=== Opdracht ===
Tussen welke twee landen werd de Falklandoorlog volgens de tekst over Europa als vredesproject uitgevochten?

=== Geciteerde tekst ===

++++++++++

Door Herman Michiel
8 april 2018
Sinds jaren vraag ik me af of het echt zou kunnen dat nog geen enkele professor, historicus, polemoloog [vredesonderzoeker] of europavorser nagegaan heeft wat er aan is van het ultieme argument ter verdediging van de Europese constructie: reeds 70 jaar vrede! Vrede is zo een kostbaar goed dat alle andere Europese mankementen, een democratisch ‘deficit’, teveel aandacht voor bankiers en ondernemers, te weinig sociale politiek, in het niets verdwijnen tegenover deze ultieme realisatie; helaas hebben de meeste Europeanen de Oorlog niet meer meegemaakt en kunnen ze dit onvoldoende naar waarde schatten.
Hoe zeer ik de vrede ook koester, het argument heeft me om verschillende redenen nooit overtuigd, zoals ik hier en daar al aangaf 1. Kort samengevat zijn er twee vaststellingen die m.i. de vredesthese ondergraven. Enerzijds zijn er andere regio’s in de wereld die niet of weinig aan ‘integratie’ doen, maar waar er ook al minstens 70 jaar geen onderlinge oorlogen meer voorkomen. Latijns-Amerika bijvoorbeeld; het ontbreekt er niet aan legers, ook niet aan wapens en militairen die niet aarzelen ze te gebruiken, maar het is dan in burgeroorlogen en militaire putschen tegen de eigen bevolking. Ja, er was de Falklandoorlog (1982), maar dat was tussen Argentinië en het Verenigd Koninkrijk, dat toen nota bene al 10 jaar lid was van de EEG. Of neem het weinig geïntegreerde Afrika van de 20e eeuw. Er is zeer veel bloed vergoten, maar niet in pprlogen tussen staten. Het was in het overgrote gedeelte van de gevallen door toedoen van een Europese koloniale aanwezigheid, of door interne conflicten waarin de koloniale erfenis een min of meer belangrijke rol in speelde.
En daarmee heb ik eigenlijk al mijn tweede vaststelling aangestipt: de afschuwelijke ervaring van de Tweede Wereldoorlog, waaruit zogezegd de Europese integratie als vredesproject zou gevolgd zijn, heeft dezelfde generatie van politici die de ‘integratie’ op gang brachten er niet van weerhouden buitengewoon wreedaardige militaire operaties en regelrechte oorlogen te (laten) voeren. Het kan niet symbolischer: op 8 mei 1945, het eind van de wereldoorlog, doen Franse militairen in Algerije een betoging voor onafhankelijkheid uitmonden in een bloedbad, dat aan duizenden Algerijnen het leven kost; dat is maar het voorspel van de buitengewoon wrede Sétif-oorlog die nog tot 1962 zou duren en nog honderdduizenden Algerijnse doden zou eisen. Daarvóór, tot 1954, was het ook allesbehalve voor een vredesmissie dat het Franse leger in Vietnam opereerde alvorens het afdroop en de (napalm-)fakkel doorgaf aan de Amerikanen. De weerzin voor wapengeweld was ook niet sterk genoeg om Fransen en Britten ervan te weerhouden met de Israëli’s samen te spannen in een militaire operatie tegen Nasser, die het aangedurfd had het Suezkanaal te nationaliseren (1956). Troepen uit West-Europa ook voor de Koreaanse “oorlog tegen het communisme” (1950-1953).

++++++++++

=== Aangeleverde gegevens ===
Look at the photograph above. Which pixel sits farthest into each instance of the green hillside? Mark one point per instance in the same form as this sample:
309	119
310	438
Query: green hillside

++++++++++

=== Oplossing ===
Tussen Argentinië en het Verenigd Koninkrijk.